Answer these questions about the Nuremberg trial transcript below:
(a) What date is given for the One Hundred and Ninety-Second Day?
(b) Who is conducting the cross examination, and who is being cross-examined?
(c) What reply is given when asked whether the SD had the task of watching the members of the Gestapo?

GIVEN TEXT —
#####

The Nizkor Project: Remembering the Holocaust (Shoah)
Nuremberg, war crimes, crimes against humanity

The Trial of German Major War Criminals

Sitting at Nuremberg, Germany
29th July to 8th August 1946

One Hundred and Ninety-Second Day: Thursday, 1st August, 1946
(Part 10 of 11)

[COLONEL SMIRNOV continues his cross examination of Rolf-Heinz Hoeppner]

[Page 189]

Q. More slowly.

A. ... and that officials who worked in it could not, because of that work, be prosecuted for breaking their oath of silence, as had happened repeatedly up to then. At that time the agreement was made dependent on the fact that any State task could be mentioned. As, first of all, the Security Service hardly appeared in the public eye at that time, 1938, and then because work in the field of public life had not yet been officially recognized by the Party and so could not be mentioned in the decree, Heydrich quoted the support of the Security Police, because no one outside could check that.

Q. Did the SD have the task of watching the members of the Gestapo?

A. No.

#####

[Stored records]
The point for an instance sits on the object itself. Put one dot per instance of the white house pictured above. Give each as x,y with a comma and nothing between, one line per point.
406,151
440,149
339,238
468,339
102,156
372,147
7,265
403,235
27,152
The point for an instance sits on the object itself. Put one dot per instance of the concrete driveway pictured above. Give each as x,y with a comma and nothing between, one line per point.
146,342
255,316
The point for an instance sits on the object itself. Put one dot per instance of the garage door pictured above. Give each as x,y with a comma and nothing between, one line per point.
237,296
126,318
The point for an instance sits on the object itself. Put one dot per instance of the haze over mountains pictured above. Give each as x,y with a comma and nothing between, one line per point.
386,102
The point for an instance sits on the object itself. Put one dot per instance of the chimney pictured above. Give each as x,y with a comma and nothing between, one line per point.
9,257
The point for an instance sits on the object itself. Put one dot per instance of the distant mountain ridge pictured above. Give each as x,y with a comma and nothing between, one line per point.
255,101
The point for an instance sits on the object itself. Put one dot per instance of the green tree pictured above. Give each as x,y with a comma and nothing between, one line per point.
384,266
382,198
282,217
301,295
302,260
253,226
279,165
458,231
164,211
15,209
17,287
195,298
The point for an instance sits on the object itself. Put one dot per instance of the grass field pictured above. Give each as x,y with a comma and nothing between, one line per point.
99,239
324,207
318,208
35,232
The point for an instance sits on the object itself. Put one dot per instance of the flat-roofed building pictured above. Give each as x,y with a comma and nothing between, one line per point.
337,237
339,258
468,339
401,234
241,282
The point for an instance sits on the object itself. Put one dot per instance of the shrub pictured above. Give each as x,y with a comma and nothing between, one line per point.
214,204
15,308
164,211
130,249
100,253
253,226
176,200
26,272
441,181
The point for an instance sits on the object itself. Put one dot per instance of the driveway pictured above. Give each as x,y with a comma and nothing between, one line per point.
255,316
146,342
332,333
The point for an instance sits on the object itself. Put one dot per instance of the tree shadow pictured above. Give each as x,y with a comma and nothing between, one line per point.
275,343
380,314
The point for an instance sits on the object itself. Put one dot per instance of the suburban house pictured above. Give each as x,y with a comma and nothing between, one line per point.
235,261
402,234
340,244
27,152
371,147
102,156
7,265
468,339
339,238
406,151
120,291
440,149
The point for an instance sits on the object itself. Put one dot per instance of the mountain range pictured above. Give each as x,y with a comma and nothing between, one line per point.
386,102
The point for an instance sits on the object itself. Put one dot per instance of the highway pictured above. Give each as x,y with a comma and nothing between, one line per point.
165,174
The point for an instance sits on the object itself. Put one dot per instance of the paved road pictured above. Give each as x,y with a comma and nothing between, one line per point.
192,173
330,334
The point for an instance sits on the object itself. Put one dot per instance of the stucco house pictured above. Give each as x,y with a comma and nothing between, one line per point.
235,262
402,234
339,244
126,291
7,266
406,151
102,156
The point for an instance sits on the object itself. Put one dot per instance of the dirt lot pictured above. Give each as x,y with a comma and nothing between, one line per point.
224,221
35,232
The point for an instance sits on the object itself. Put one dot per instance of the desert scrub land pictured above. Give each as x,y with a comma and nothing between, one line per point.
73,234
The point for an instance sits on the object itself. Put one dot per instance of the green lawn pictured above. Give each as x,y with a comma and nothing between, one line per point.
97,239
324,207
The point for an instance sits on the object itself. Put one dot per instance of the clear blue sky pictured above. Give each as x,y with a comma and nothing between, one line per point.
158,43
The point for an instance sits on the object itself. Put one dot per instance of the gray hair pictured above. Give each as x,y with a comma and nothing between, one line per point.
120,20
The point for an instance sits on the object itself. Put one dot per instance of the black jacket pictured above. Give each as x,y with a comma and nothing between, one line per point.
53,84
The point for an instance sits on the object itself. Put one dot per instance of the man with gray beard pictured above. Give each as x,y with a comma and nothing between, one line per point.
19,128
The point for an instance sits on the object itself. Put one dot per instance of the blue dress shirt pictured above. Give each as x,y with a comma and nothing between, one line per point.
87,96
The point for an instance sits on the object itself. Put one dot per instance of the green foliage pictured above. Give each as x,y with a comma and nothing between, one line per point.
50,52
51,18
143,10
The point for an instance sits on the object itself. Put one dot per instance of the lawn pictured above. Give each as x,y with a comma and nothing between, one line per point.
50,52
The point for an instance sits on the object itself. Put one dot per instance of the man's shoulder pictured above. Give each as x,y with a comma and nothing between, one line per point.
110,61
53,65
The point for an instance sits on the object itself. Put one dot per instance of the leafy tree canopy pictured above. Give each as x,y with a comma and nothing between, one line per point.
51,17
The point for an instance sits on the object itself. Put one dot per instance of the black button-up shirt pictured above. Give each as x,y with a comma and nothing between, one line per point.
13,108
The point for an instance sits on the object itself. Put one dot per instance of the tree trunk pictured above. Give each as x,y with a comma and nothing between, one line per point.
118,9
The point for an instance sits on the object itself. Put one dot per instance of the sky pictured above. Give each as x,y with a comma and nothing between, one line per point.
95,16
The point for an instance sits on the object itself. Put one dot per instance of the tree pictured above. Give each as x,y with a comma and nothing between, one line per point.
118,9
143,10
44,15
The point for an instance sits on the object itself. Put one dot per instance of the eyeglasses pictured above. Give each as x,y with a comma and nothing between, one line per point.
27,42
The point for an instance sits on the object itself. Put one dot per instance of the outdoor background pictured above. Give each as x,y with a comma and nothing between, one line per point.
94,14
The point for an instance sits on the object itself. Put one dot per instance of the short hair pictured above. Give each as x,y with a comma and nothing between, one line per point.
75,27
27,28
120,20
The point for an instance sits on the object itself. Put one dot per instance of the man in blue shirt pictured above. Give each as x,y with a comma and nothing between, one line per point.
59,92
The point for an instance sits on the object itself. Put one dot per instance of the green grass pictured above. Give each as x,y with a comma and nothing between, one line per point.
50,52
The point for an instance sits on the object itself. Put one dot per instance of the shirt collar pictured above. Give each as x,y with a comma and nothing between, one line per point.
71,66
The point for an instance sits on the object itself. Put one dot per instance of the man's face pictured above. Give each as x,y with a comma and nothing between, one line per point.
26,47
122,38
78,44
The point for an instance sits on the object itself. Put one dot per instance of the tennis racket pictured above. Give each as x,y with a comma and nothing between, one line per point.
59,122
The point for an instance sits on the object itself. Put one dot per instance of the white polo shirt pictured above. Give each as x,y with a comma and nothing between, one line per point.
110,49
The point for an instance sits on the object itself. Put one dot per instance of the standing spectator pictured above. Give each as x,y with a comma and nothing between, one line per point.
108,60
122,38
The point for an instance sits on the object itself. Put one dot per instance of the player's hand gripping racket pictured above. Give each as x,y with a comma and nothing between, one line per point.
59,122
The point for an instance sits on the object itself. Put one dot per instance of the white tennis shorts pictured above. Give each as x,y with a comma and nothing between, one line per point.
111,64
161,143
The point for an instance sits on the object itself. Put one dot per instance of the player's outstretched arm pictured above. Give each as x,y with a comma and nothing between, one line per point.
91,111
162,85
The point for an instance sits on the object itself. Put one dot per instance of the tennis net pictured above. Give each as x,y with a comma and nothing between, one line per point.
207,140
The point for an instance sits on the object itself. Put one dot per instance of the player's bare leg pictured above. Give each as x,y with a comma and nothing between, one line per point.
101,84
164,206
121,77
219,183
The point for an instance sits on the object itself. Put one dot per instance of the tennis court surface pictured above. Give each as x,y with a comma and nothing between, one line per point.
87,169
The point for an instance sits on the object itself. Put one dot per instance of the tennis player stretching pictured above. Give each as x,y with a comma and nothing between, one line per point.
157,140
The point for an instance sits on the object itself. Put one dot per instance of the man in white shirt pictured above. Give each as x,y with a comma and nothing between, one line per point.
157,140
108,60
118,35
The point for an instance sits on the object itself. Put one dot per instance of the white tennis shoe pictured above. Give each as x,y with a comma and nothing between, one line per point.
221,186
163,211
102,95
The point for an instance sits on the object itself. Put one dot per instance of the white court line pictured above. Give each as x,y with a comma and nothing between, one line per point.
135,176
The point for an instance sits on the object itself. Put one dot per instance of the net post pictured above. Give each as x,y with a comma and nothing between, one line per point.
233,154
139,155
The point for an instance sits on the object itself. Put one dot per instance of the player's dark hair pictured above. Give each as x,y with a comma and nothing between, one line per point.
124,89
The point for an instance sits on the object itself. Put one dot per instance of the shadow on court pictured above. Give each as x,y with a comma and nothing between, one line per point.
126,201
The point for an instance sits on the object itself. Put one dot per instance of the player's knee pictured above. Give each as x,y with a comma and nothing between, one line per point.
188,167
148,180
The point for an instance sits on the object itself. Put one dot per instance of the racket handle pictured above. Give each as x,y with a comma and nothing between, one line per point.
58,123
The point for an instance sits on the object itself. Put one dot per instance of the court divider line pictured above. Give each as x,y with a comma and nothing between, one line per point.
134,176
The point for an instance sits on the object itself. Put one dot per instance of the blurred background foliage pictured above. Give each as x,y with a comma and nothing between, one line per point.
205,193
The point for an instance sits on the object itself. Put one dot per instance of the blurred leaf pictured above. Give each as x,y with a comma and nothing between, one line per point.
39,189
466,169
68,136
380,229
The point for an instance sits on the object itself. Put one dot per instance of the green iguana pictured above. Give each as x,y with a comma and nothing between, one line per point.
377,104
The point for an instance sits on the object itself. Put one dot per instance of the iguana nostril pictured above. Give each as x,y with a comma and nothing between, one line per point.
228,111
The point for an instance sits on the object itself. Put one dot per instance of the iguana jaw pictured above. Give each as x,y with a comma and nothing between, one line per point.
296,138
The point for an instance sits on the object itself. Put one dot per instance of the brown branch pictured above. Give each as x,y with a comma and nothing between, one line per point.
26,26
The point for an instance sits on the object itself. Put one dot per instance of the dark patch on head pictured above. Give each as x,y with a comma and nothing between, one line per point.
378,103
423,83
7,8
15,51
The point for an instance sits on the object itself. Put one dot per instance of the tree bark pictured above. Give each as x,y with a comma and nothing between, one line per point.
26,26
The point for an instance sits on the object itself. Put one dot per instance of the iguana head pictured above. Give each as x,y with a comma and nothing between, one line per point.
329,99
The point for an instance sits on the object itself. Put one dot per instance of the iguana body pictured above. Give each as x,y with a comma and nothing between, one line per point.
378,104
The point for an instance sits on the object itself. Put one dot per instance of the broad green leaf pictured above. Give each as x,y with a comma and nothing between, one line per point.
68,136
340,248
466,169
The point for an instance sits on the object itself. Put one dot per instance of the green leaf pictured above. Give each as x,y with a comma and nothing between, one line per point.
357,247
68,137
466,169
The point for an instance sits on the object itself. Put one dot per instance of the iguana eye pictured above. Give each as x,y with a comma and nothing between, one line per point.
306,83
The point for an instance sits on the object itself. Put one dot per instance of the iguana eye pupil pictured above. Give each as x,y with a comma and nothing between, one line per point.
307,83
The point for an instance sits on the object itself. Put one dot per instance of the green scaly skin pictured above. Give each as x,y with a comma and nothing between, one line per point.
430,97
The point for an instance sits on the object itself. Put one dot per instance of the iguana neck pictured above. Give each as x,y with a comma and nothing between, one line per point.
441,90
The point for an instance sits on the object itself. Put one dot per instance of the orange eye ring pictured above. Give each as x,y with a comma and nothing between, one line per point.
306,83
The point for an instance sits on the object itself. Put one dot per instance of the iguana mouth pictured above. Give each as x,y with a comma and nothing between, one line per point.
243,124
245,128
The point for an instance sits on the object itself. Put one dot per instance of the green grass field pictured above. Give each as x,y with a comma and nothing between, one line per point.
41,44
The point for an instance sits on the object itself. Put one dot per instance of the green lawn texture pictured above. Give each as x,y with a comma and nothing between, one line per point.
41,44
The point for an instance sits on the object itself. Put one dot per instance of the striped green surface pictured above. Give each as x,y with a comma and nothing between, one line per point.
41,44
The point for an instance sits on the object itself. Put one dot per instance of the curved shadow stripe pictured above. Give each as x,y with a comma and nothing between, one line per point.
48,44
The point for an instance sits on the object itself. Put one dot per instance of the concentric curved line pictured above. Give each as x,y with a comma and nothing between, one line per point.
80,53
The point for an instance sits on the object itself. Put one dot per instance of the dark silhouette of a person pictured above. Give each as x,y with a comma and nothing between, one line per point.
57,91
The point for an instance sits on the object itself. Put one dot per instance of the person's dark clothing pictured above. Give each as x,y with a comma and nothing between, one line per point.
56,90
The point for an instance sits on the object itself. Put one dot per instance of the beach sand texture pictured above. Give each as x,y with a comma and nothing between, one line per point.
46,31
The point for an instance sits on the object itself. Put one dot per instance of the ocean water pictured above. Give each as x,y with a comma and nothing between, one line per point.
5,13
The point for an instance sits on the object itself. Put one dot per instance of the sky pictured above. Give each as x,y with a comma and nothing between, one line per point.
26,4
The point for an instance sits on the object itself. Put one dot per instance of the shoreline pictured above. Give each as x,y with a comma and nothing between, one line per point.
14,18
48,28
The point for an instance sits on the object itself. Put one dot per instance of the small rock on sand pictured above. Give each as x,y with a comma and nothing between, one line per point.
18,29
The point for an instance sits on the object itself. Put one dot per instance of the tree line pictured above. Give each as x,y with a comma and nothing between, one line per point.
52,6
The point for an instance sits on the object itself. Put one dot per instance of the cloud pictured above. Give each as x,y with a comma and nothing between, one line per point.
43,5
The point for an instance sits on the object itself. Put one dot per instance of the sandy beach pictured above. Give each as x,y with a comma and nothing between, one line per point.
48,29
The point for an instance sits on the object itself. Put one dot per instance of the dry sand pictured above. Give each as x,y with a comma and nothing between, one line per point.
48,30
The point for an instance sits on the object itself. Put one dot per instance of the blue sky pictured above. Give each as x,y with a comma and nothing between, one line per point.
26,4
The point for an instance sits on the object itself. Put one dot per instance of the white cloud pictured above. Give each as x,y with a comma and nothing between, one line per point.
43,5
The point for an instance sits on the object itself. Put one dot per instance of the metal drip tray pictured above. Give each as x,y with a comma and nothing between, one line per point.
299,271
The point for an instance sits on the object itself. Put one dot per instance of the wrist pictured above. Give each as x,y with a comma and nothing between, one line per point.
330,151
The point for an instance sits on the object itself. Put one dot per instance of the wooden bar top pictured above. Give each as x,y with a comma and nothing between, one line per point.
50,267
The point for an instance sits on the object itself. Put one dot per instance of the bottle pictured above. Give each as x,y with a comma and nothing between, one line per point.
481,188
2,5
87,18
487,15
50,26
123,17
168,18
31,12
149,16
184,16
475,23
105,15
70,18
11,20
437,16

#####

FINISHED ANSWER —
(a) Thursday, 1st August, 1946
(b) Colonel Smirnov is cross-examining Rolf-Heinz Hoeppner.
(c) No.